Copy every one of the records below word for word, keeping their order.

— Begin —

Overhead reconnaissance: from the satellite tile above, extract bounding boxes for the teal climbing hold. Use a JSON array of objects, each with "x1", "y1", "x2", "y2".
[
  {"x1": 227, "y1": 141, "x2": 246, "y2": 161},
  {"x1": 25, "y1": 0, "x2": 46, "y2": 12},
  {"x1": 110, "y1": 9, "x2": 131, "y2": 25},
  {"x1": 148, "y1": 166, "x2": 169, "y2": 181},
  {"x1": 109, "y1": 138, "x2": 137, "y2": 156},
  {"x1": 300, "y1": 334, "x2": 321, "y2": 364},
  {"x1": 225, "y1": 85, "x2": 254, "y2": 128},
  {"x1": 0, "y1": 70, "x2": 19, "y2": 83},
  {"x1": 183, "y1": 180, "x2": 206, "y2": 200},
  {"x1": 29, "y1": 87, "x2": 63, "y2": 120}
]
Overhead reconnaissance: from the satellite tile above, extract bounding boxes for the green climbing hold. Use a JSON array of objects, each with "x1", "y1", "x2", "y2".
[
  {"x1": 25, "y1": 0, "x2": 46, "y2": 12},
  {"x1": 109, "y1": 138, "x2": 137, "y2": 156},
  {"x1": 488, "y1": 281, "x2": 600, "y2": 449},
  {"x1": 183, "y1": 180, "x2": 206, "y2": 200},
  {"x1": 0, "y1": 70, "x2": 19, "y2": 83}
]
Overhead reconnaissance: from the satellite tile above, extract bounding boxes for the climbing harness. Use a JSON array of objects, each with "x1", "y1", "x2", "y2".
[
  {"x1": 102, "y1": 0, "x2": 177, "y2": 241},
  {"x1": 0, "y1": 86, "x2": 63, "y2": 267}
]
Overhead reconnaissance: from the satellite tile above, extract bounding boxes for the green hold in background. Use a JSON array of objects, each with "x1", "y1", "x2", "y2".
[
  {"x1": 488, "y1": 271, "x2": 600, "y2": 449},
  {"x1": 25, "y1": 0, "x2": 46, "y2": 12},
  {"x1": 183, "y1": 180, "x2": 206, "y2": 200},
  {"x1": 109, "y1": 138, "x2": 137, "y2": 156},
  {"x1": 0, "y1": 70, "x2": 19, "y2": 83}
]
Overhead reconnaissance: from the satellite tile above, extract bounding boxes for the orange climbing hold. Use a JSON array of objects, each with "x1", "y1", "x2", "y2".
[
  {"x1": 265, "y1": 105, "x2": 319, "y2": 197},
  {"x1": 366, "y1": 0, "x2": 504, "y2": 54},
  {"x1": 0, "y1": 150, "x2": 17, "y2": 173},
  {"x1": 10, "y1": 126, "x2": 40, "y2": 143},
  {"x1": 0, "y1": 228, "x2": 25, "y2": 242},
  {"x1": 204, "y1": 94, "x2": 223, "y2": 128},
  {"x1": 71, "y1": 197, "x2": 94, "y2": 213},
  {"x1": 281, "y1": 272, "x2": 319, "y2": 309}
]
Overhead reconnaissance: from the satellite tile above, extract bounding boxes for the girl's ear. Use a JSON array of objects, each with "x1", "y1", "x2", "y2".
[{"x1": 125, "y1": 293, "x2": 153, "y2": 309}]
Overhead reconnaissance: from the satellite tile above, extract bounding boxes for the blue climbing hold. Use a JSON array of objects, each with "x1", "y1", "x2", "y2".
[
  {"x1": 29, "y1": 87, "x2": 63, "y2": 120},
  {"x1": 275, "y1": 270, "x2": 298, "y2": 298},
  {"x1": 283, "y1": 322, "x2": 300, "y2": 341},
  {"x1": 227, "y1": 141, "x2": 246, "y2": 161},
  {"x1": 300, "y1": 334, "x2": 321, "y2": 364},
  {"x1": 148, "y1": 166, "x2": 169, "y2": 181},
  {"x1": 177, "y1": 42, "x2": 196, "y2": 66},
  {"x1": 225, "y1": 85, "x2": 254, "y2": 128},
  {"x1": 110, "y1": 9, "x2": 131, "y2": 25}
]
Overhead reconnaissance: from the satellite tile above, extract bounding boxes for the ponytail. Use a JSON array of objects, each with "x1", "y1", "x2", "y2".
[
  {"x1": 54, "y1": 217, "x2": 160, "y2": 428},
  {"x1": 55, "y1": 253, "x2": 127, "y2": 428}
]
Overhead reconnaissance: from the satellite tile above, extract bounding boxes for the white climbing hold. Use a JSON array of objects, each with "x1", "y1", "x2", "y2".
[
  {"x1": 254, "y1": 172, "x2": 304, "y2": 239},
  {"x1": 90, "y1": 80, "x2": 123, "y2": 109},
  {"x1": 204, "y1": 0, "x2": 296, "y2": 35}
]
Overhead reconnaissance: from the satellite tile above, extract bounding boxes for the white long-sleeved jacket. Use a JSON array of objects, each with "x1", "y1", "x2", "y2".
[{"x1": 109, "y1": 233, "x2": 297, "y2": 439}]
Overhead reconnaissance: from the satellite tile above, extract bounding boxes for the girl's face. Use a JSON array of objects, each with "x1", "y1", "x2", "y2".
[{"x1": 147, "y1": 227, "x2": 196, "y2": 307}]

— End —

EXPECTED OUTPUT
Overhead reconnaissance: from the satellite tile above, extract bounding boxes for the teal climbing hold. Use a JSON array of objects, each with "x1", "y1", "x2", "y2".
[
  {"x1": 227, "y1": 141, "x2": 246, "y2": 161},
  {"x1": 25, "y1": 0, "x2": 46, "y2": 12},
  {"x1": 110, "y1": 9, "x2": 131, "y2": 25},
  {"x1": 148, "y1": 166, "x2": 169, "y2": 181},
  {"x1": 109, "y1": 138, "x2": 137, "y2": 156},
  {"x1": 300, "y1": 334, "x2": 321, "y2": 364},
  {"x1": 225, "y1": 85, "x2": 254, "y2": 128},
  {"x1": 0, "y1": 70, "x2": 19, "y2": 83},
  {"x1": 183, "y1": 180, "x2": 206, "y2": 200},
  {"x1": 29, "y1": 87, "x2": 63, "y2": 120}
]
Overhead reconnaissance: from the satellite tile above, extract bounding boxes for the green climbing hold. Use a JSON array of objects, each with "x1", "y1", "x2", "y2".
[
  {"x1": 25, "y1": 0, "x2": 46, "y2": 12},
  {"x1": 109, "y1": 138, "x2": 137, "y2": 156},
  {"x1": 488, "y1": 281, "x2": 600, "y2": 449},
  {"x1": 183, "y1": 180, "x2": 206, "y2": 200},
  {"x1": 0, "y1": 70, "x2": 19, "y2": 83}
]
Overhead reconnaissance: from the satellite tile above, extract bounding boxes for the climbing harness. Use a JSON array of objects, each with "x1", "y1", "x2", "y2".
[
  {"x1": 102, "y1": 0, "x2": 177, "y2": 241},
  {"x1": 0, "y1": 86, "x2": 63, "y2": 267}
]
Overhead reconnaissance: from the satellite tile above, extract bounding boxes for the green hold in background. Use a JSON array of objects, each with "x1", "y1", "x2", "y2".
[
  {"x1": 488, "y1": 271, "x2": 600, "y2": 449},
  {"x1": 25, "y1": 0, "x2": 46, "y2": 12},
  {"x1": 183, "y1": 180, "x2": 206, "y2": 200},
  {"x1": 109, "y1": 138, "x2": 137, "y2": 156},
  {"x1": 0, "y1": 70, "x2": 19, "y2": 83}
]
Overhead reconnaissance: from the satellite tile above, extract bounding boxes for the orange climbing hold. Use a JSON array of objects, each with "x1", "y1", "x2", "y2".
[
  {"x1": 265, "y1": 105, "x2": 319, "y2": 197},
  {"x1": 366, "y1": 0, "x2": 504, "y2": 54},
  {"x1": 0, "y1": 150, "x2": 17, "y2": 173},
  {"x1": 10, "y1": 126, "x2": 40, "y2": 143},
  {"x1": 0, "y1": 228, "x2": 25, "y2": 242},
  {"x1": 204, "y1": 94, "x2": 223, "y2": 128},
  {"x1": 71, "y1": 197, "x2": 94, "y2": 213},
  {"x1": 281, "y1": 272, "x2": 319, "y2": 309}
]
Overhead reconnaissance: from the satellite tile above, extract bounding boxes for the girl's ear. Use a JSON array of objects, each with "x1", "y1", "x2", "y2".
[{"x1": 125, "y1": 293, "x2": 153, "y2": 309}]
Overhead reconnaissance: from the satellite tile above, extract bounding boxes for the blue climbing hold. Use a JSON array of objects, each with "x1", "y1", "x2", "y2".
[
  {"x1": 29, "y1": 87, "x2": 63, "y2": 120},
  {"x1": 275, "y1": 270, "x2": 298, "y2": 298},
  {"x1": 283, "y1": 322, "x2": 300, "y2": 341},
  {"x1": 227, "y1": 141, "x2": 246, "y2": 161},
  {"x1": 300, "y1": 334, "x2": 321, "y2": 364},
  {"x1": 148, "y1": 166, "x2": 169, "y2": 181},
  {"x1": 177, "y1": 42, "x2": 196, "y2": 66},
  {"x1": 225, "y1": 85, "x2": 254, "y2": 128},
  {"x1": 110, "y1": 9, "x2": 131, "y2": 25}
]
Overhead reconnaissance: from the satellite tile above, extract bounding boxes for the ponytail. Use a JSON array of objects, each with "x1", "y1", "x2", "y2".
[
  {"x1": 54, "y1": 217, "x2": 160, "y2": 428},
  {"x1": 55, "y1": 253, "x2": 127, "y2": 428}
]
Overhead reconnaissance: from the satellite tile above, extract bounding boxes for the white climbing hold. Use a JSON array of objects, each with "x1", "y1", "x2", "y2".
[
  {"x1": 254, "y1": 172, "x2": 304, "y2": 239},
  {"x1": 90, "y1": 80, "x2": 123, "y2": 109},
  {"x1": 204, "y1": 0, "x2": 296, "y2": 35}
]
Overhead reconnaissance: from the satellite tile above, extract bounding boxes for the white long-sleeved jacket. Use a JSON array of objects, each with "x1", "y1", "x2", "y2".
[{"x1": 109, "y1": 233, "x2": 297, "y2": 439}]
Overhead reconnaissance: from the satellite tile above, extract bounding boxes for the girl's face. Use a JSON array of objects, each with "x1", "y1", "x2", "y2".
[{"x1": 147, "y1": 227, "x2": 196, "y2": 307}]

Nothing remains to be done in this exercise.